* _Goal 1_
In the forum thread about giving away fish fry, translate this sentence into French: "So maybe the usual non-fish parent would not love it so much."
* _Goal 2_
Extend the forum thread about giving away fish fry, picking up from its final post.

* _Excerpted text_
⁂

# fry give away



## Frazee86 (Aug 1, 2010)

So i was sitting here wondering what i should do with all my fry,106 of them, i tried calling all the pet stores around none of them had room. Talked to a few ppl at the store said they would take some for there own use, none have called haha. Then i was like Halloween is coming up i can give em away then! lol How mad do you think the kids parents would be if they came back with a fish.....that being said i think i do have someone thats goin to take most if not all just thought that was a funny idea


----------



## Manoah Marton (Feb 17, 2009)

"That's nice Johnny. Do you want a bowl?"
:x :roll:


----------



## CoolCichlid (Feb 12, 2010)

LOL that's a very nice idea but you need a fish bowl too! :lol: Parents won't get mad, they will love it :fish:


----------



## Frazee86 (Aug 1, 2010)

lol was thinking more the plastic baggy idea 106 fish bowls would cost an arm and a leg


----------



## TheFishGuy (Apr 21, 2005)

What kind of fish?


----------



## kinesis (Aug 20, 2009)

Put them up on the trading post.


----------



## DJRansome (Oct 29, 2005)

I would probably love it, but remember you would also need a tank, filter, heater, food, dechlor, etc. So maybe the usual non-fish parent would not love it so much.


----------



## Frazee86 (Aug 1, 2010)

they are jewel cichlids most of them are 1.5inches to 2inches with a few still at .5 to 1inch..

⁂

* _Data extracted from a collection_
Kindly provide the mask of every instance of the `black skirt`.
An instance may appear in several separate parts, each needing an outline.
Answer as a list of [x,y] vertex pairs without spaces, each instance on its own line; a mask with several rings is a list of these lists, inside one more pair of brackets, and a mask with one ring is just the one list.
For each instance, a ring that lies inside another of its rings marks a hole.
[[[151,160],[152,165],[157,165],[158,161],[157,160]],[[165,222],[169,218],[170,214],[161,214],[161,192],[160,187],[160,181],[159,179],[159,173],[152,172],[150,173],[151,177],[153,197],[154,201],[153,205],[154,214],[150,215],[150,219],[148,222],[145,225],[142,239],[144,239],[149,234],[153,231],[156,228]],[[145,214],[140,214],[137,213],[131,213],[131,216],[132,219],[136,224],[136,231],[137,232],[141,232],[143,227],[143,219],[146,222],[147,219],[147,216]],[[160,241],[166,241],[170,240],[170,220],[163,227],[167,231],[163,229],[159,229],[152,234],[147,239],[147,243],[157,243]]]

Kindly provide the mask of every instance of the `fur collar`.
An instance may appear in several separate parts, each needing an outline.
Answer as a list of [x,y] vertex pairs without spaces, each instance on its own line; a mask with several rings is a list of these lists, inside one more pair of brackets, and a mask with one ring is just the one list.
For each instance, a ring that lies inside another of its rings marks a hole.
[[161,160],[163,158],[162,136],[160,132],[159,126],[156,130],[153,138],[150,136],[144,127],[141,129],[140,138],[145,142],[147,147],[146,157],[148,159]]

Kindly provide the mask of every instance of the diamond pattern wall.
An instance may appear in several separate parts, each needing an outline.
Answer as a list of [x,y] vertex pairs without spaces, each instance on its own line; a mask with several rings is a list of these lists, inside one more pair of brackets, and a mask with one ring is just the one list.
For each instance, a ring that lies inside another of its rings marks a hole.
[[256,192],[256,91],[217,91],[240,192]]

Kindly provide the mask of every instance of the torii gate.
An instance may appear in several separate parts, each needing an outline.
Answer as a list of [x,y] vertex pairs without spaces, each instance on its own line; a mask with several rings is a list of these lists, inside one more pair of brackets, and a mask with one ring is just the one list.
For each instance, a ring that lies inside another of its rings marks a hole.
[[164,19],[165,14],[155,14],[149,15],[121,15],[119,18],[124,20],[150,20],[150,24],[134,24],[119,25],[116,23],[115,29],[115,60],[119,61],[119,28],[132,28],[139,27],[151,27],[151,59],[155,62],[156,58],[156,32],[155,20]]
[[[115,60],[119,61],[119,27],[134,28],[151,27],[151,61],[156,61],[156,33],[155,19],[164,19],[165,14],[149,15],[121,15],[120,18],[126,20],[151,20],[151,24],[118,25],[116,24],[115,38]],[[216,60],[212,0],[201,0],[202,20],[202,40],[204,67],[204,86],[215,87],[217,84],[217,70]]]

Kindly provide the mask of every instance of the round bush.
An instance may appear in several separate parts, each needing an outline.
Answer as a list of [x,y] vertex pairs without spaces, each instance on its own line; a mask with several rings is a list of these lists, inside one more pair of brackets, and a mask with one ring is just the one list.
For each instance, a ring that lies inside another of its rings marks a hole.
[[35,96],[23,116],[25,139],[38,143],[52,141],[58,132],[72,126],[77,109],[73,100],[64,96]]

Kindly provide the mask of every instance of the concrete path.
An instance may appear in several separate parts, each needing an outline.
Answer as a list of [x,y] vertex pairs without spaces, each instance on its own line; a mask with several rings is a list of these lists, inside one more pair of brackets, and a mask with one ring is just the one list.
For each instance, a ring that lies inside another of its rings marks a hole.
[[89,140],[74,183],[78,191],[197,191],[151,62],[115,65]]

⁂

* _Exercise answer 1_
Alors peut-être que le parent habituel, qui n'est pas amateur de poissons, n'aimerait pas tant que ça.

* _Exercise answer 2_
Good part about this whole thing made it easy to talk my g/f into getting a bigger take really easy haha and i didn't think the survival rate was going to be so high


----------



## TheFishGuy (Apr 21, 2005)

Where are you at in ohio? I'd gladly take your fry


----------



## Frazee86 (Aug 1, 2010)

well St Paris i believe its 3 or more hours away my sister lives in Cleveland and i know it takes about 3 hours but if the guy on friday doesnt pull threw and you want to take that drive i'll happily give ya some lol


----------



## TheFishGuy (Apr 21, 2005)

Haha, I can make my own LOL


----------



## Frazee86 (Aug 1, 2010)

figured as much it'd be a little road trip and waste of most of a day lol


----------



## venustus19 (Aug 30, 2007)

i've bred my intermedius a few times, and i've sold 2 batches(105+ fry) for $2 a piece on Craiglsist... towards the end of the fry, i was getting down to $1/fry... i'd give that a try, there are always people looking to buy fish on there... depends how fast you want them gone, you can even give them away.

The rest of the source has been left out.